What is needed » Give the lines from the one containing "Category: the satellite dish" through the one containing "pixel 130 188", inclusive, with "marker" replaced by "point" throughout and nothing else changed. Reproduce only those lines.

______________________________

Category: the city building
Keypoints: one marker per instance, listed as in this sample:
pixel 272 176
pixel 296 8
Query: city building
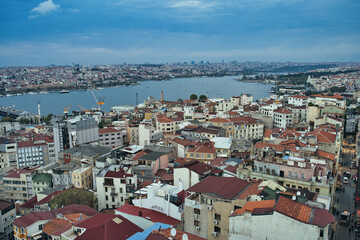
pixel 7 215
pixel 18 185
pixel 115 187
pixel 110 137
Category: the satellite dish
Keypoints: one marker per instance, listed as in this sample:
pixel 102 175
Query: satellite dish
pixel 173 232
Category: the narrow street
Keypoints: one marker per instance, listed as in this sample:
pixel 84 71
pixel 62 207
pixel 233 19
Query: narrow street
pixel 344 201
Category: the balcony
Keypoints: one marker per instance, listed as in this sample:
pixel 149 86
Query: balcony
pixel 130 188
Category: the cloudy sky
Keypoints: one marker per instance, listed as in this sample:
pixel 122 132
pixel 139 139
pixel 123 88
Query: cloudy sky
pixel 42 32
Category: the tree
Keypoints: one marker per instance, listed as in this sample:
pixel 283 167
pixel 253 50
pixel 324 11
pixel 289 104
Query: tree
pixel 193 97
pixel 8 119
pixel 202 98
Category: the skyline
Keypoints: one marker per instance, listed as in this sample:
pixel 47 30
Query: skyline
pixel 113 32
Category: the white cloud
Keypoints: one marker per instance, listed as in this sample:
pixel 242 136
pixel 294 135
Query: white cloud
pixel 192 4
pixel 44 8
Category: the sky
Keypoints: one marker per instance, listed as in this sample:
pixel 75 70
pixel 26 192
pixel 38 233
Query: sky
pixel 62 32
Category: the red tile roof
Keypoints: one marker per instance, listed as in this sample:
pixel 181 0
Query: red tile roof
pixel 108 130
pixel 117 174
pixel 283 110
pixel 224 187
pixel 17 172
pixel 322 136
pixel 202 149
pixel 252 189
pixel 5 204
pixel 33 217
pixel 107 227
pixel 149 214
pixel 166 234
pixel 327 96
pixel 293 209
pixel 197 167
pixel 250 206
pixel 325 154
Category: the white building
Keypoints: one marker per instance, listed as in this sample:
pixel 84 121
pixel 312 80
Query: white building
pixel 148 135
pixel 282 117
pixel 114 186
pixel 282 220
pixel 83 129
pixel 162 198
pixel 298 100
pixel 7 214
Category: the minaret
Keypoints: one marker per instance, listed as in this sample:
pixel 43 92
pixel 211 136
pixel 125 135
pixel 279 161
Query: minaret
pixel 39 113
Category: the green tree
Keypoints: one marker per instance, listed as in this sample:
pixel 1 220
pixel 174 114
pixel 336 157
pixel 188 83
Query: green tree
pixel 8 119
pixel 193 97
pixel 47 119
pixel 202 98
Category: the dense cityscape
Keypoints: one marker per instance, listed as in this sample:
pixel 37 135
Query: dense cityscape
pixel 196 168
pixel 180 120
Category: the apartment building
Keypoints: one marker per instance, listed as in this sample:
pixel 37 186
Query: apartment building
pixel 272 220
pixel 36 151
pixel 18 185
pixel 110 137
pixel 7 215
pixel 282 117
pixel 9 148
pixel 202 153
pixel 114 187
pixel 82 176
pixel 209 204
pixel 133 134
pixel 248 128
pixel 41 181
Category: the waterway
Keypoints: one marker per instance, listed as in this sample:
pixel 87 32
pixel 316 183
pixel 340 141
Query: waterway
pixel 213 87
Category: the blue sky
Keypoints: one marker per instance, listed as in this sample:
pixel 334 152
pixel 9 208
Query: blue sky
pixel 42 32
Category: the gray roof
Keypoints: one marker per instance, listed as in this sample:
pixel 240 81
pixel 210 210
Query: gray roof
pixel 152 156
pixel 88 150
pixel 160 149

______________________________

Written response »
Category: the satellite dish
Keypoints: one point per instance, listed as in this sample:
pixel 102 175
Query: satellite dish
pixel 173 232
Category: the narrow street
Keypoints: one point per instance, listed as in this sample:
pixel 84 71
pixel 62 207
pixel 233 19
Query: narrow street
pixel 344 201
Category: the balcony
Keypoints: one point per instance, listed as in this sample:
pixel 149 86
Query: balcony
pixel 130 188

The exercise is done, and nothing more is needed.